**Aim of the task**
Reproduce all of the data below without alteration; exclude every picture.

**Stored data**
== == ==

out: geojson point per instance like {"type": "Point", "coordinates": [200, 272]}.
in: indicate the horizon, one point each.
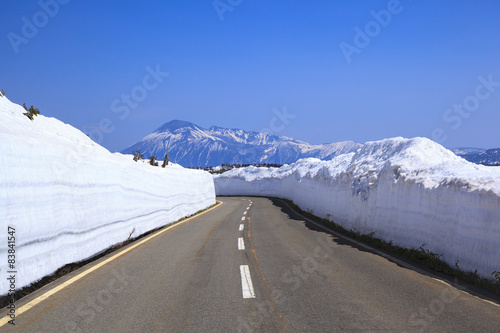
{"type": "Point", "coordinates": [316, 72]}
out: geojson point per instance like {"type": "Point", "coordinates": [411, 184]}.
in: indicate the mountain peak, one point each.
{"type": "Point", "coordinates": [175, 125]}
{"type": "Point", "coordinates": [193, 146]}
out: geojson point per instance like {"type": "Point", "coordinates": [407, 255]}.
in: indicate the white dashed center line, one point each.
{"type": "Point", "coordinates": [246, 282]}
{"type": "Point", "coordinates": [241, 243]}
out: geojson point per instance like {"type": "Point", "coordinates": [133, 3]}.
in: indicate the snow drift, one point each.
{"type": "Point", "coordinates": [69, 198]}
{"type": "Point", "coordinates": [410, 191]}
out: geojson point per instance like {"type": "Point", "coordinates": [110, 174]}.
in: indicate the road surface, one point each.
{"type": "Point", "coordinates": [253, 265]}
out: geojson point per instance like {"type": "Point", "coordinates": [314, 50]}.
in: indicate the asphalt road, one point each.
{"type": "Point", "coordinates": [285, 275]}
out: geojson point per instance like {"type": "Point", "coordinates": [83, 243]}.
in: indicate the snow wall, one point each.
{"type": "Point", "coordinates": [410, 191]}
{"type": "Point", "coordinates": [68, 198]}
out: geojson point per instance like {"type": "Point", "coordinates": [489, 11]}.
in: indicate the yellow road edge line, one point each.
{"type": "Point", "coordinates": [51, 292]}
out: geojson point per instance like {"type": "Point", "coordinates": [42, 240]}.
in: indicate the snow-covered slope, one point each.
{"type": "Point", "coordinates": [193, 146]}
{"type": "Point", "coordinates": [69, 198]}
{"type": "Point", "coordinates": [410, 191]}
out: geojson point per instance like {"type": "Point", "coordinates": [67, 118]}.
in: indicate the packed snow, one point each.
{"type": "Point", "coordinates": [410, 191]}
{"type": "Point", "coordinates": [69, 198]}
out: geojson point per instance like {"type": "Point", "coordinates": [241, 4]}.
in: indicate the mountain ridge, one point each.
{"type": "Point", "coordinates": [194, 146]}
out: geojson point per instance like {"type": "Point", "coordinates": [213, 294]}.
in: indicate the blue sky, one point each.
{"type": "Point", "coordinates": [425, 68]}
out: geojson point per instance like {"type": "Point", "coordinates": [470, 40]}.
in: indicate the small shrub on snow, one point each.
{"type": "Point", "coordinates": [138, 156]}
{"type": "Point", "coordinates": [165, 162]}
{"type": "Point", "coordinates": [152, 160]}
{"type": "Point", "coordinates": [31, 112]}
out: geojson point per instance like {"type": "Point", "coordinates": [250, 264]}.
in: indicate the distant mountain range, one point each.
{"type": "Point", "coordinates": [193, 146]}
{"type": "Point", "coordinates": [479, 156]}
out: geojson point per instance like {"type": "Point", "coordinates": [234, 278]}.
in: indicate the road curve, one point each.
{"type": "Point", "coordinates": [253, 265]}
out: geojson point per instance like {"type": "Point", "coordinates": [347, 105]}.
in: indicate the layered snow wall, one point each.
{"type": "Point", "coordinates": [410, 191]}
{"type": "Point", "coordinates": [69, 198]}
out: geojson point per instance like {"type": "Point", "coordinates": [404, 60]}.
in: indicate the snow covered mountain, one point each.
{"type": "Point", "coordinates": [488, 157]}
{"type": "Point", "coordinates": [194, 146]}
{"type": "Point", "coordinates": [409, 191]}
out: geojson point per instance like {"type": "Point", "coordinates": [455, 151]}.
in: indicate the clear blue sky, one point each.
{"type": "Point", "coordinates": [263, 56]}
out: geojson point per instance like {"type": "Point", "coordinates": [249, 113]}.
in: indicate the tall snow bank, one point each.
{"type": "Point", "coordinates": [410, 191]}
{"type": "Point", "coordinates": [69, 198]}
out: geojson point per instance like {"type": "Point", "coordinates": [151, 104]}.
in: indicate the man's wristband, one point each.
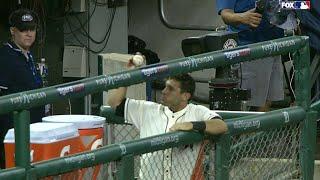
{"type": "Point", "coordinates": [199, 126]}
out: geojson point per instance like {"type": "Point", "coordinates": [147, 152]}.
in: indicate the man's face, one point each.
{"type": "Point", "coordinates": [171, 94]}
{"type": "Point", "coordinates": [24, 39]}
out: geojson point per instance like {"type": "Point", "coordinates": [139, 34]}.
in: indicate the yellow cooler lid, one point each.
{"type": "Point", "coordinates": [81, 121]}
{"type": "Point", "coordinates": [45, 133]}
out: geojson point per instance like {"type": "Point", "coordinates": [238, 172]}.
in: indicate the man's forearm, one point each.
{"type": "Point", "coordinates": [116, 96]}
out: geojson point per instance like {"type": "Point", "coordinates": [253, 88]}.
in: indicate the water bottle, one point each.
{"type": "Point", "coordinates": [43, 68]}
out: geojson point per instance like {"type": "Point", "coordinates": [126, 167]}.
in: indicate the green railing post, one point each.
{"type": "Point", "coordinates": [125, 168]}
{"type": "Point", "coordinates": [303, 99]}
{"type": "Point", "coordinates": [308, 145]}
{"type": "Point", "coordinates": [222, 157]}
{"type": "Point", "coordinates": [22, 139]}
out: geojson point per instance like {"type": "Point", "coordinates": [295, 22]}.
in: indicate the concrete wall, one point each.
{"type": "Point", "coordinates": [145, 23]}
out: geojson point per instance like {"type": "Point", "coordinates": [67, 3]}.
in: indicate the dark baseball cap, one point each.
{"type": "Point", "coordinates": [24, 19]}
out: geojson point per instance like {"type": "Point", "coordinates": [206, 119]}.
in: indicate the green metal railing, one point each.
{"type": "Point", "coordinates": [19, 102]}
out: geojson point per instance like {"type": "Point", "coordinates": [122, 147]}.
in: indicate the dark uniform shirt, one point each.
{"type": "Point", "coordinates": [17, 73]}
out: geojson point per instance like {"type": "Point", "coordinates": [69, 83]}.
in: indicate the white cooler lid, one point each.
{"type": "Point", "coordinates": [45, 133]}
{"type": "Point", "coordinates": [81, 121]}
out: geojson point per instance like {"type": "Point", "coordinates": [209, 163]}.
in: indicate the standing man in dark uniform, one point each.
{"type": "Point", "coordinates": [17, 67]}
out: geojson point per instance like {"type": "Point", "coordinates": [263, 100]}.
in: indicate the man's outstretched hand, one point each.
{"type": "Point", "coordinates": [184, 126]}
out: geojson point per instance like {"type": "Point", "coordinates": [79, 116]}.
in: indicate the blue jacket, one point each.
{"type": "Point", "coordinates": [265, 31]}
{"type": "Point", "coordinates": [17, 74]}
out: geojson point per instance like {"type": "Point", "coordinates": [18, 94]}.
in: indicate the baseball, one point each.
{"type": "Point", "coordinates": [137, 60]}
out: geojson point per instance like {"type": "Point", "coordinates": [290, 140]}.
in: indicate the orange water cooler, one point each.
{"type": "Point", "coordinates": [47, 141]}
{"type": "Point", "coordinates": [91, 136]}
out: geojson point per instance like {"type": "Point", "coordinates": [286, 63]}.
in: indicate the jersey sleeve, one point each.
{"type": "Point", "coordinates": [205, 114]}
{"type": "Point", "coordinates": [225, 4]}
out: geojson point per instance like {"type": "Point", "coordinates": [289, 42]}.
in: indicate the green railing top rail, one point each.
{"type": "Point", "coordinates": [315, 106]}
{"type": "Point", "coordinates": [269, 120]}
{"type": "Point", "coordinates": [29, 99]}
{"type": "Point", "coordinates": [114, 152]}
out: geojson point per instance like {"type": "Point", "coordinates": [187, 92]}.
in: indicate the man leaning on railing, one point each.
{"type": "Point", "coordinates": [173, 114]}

== == ==

**Task output**
out: geojson point per instance like {"type": "Point", "coordinates": [200, 272]}.
in: indicate the horizon, one point each.
{"type": "Point", "coordinates": [316, 72]}
out: geojson point per instance like {"type": "Point", "coordinates": [411, 184]}.
in: indicate the mountain peak, one point each.
{"type": "Point", "coordinates": [175, 125]}
{"type": "Point", "coordinates": [193, 146]}
out: geojson point per instance like {"type": "Point", "coordinates": [407, 255]}.
in: indicate the white dashed center line, one point each.
{"type": "Point", "coordinates": [246, 282]}
{"type": "Point", "coordinates": [241, 243]}
out: geojson point per instance like {"type": "Point", "coordinates": [133, 3]}.
in: indicate the snow drift, one point each.
{"type": "Point", "coordinates": [69, 198]}
{"type": "Point", "coordinates": [410, 191]}
out: geojson point per instance like {"type": "Point", "coordinates": [110, 174]}.
in: indicate the road surface, one point each.
{"type": "Point", "coordinates": [253, 265]}
out: geojson point per instance like {"type": "Point", "coordinates": [314, 50]}.
in: indicate the asphalt road, one point each.
{"type": "Point", "coordinates": [285, 275]}
out: geojson point per instance like {"type": "Point", "coordinates": [83, 243]}.
in: indicate the snow wall, one point each.
{"type": "Point", "coordinates": [410, 191]}
{"type": "Point", "coordinates": [68, 198]}
out: geojson point per instance like {"type": "Point", "coordinates": [489, 11]}.
in: indicate the yellow road edge line, one point each.
{"type": "Point", "coordinates": [51, 292]}
out: geojson point per instance like {"type": "Point", "coordinates": [42, 240]}.
in: indicate the snow-covered slope, one point each.
{"type": "Point", "coordinates": [193, 146]}
{"type": "Point", "coordinates": [69, 198]}
{"type": "Point", "coordinates": [410, 191]}
out: geojson point per instance like {"type": "Point", "coordinates": [67, 118]}.
in: indicate the packed snow, one point each.
{"type": "Point", "coordinates": [410, 191]}
{"type": "Point", "coordinates": [69, 198]}
out: geojson point per instance like {"type": "Point", "coordinates": [241, 4]}.
in: indicate the mountain ridge, one point each.
{"type": "Point", "coordinates": [194, 146]}
out: geojson point per instance like {"type": "Point", "coordinates": [213, 294]}.
in: indicate the blue sky, one point each.
{"type": "Point", "coordinates": [425, 68]}
out: geojson point per instance like {"type": "Point", "coordinates": [470, 40]}.
in: indicate the small shrub on snow, one point each.
{"type": "Point", "coordinates": [138, 156]}
{"type": "Point", "coordinates": [165, 162]}
{"type": "Point", "coordinates": [152, 160]}
{"type": "Point", "coordinates": [31, 112]}
out: geojson point per instance like {"type": "Point", "coordinates": [250, 264]}.
in: indicate the distant mountain range, one point each.
{"type": "Point", "coordinates": [193, 146]}
{"type": "Point", "coordinates": [479, 156]}
out: geojson point per instance like {"type": "Point", "coordinates": [234, 278]}.
in: indicate the road curve, one point each.
{"type": "Point", "coordinates": [253, 265]}
out: geojson point per instance like {"type": "Point", "coordinates": [347, 105]}.
in: indicate the layered snow wall, one point each.
{"type": "Point", "coordinates": [410, 191]}
{"type": "Point", "coordinates": [69, 198]}
out: geojson point per instance like {"type": "Point", "coordinates": [404, 60]}.
in: indicate the snow covered mountain, one point each.
{"type": "Point", "coordinates": [488, 157]}
{"type": "Point", "coordinates": [194, 146]}
{"type": "Point", "coordinates": [409, 191]}
out: geojson point per instance like {"type": "Point", "coordinates": [455, 151]}.
in: indicate the clear blue sky, one point each.
{"type": "Point", "coordinates": [263, 56]}
out: geojson point per instance like {"type": "Point", "coordinates": [249, 113]}.
in: indicate the tall snow bank, one point each.
{"type": "Point", "coordinates": [410, 191]}
{"type": "Point", "coordinates": [69, 198]}
out: geojson point per instance like {"type": "Point", "coordinates": [151, 104]}.
in: indicate the man's wristband, one point each.
{"type": "Point", "coordinates": [199, 126]}
out: geojson point per instance like {"type": "Point", "coordinates": [147, 152]}.
in: indicate the man's face, one point each.
{"type": "Point", "coordinates": [171, 94]}
{"type": "Point", "coordinates": [24, 39]}
out: geojson point per instance like {"type": "Point", "coordinates": [139, 34]}.
in: indicate the yellow cooler lid, one point each.
{"type": "Point", "coordinates": [81, 121]}
{"type": "Point", "coordinates": [45, 133]}
out: geojson point per instance like {"type": "Point", "coordinates": [238, 172]}.
in: indicate the man's forearm, one point each.
{"type": "Point", "coordinates": [116, 96]}
out: geojson point per instance like {"type": "Point", "coordinates": [253, 88]}.
in: indicate the water bottle, one point each.
{"type": "Point", "coordinates": [43, 68]}
out: geojson point per instance like {"type": "Point", "coordinates": [126, 167]}.
in: indicate the green railing post, one point each.
{"type": "Point", "coordinates": [125, 168]}
{"type": "Point", "coordinates": [303, 99]}
{"type": "Point", "coordinates": [308, 145]}
{"type": "Point", "coordinates": [222, 157]}
{"type": "Point", "coordinates": [22, 139]}
out: geojson point per instance like {"type": "Point", "coordinates": [295, 22]}.
in: indicate the concrete wall, one point each.
{"type": "Point", "coordinates": [145, 23]}
out: geojson point per instance like {"type": "Point", "coordinates": [67, 3]}.
in: indicate the dark baseball cap, one point each.
{"type": "Point", "coordinates": [24, 19]}
out: geojson point per instance like {"type": "Point", "coordinates": [206, 119]}.
in: indicate the green metal railing, one point each.
{"type": "Point", "coordinates": [19, 102]}
out: geojson point per instance like {"type": "Point", "coordinates": [122, 147]}.
in: indicate the dark uniform shirt, one point each.
{"type": "Point", "coordinates": [17, 73]}
out: geojson point per instance like {"type": "Point", "coordinates": [69, 83]}.
in: indicate the white cooler lid, one point each.
{"type": "Point", "coordinates": [45, 133]}
{"type": "Point", "coordinates": [81, 121]}
out: geojson point per instance like {"type": "Point", "coordinates": [209, 163]}.
in: indicate the standing man in dark uniform, one point each.
{"type": "Point", "coordinates": [17, 67]}
out: geojson point per instance like {"type": "Point", "coordinates": [263, 100]}.
in: indicate the man's outstretched hand, one point each.
{"type": "Point", "coordinates": [184, 126]}
out: geojson point per instance like {"type": "Point", "coordinates": [79, 116]}.
in: indicate the blue jacket, one point each.
{"type": "Point", "coordinates": [265, 31]}
{"type": "Point", "coordinates": [17, 74]}
out: geojson point per instance like {"type": "Point", "coordinates": [18, 94]}.
in: indicate the baseball, one point each.
{"type": "Point", "coordinates": [137, 60]}
out: geojson point per instance like {"type": "Point", "coordinates": [290, 140]}.
in: indicate the orange water cooler, one point each.
{"type": "Point", "coordinates": [47, 141]}
{"type": "Point", "coordinates": [91, 136]}
out: geojson point per instance like {"type": "Point", "coordinates": [286, 63]}.
in: indicate the jersey sleeve, one point each.
{"type": "Point", "coordinates": [205, 114]}
{"type": "Point", "coordinates": [225, 4]}
out: geojson point per instance like {"type": "Point", "coordinates": [289, 42]}.
in: indicate the green railing top rail, one point each.
{"type": "Point", "coordinates": [315, 106]}
{"type": "Point", "coordinates": [269, 120]}
{"type": "Point", "coordinates": [29, 99]}
{"type": "Point", "coordinates": [114, 152]}
out: geojson point per instance like {"type": "Point", "coordinates": [187, 92]}.
in: indicate the man leaning on railing, one point each.
{"type": "Point", "coordinates": [173, 114]}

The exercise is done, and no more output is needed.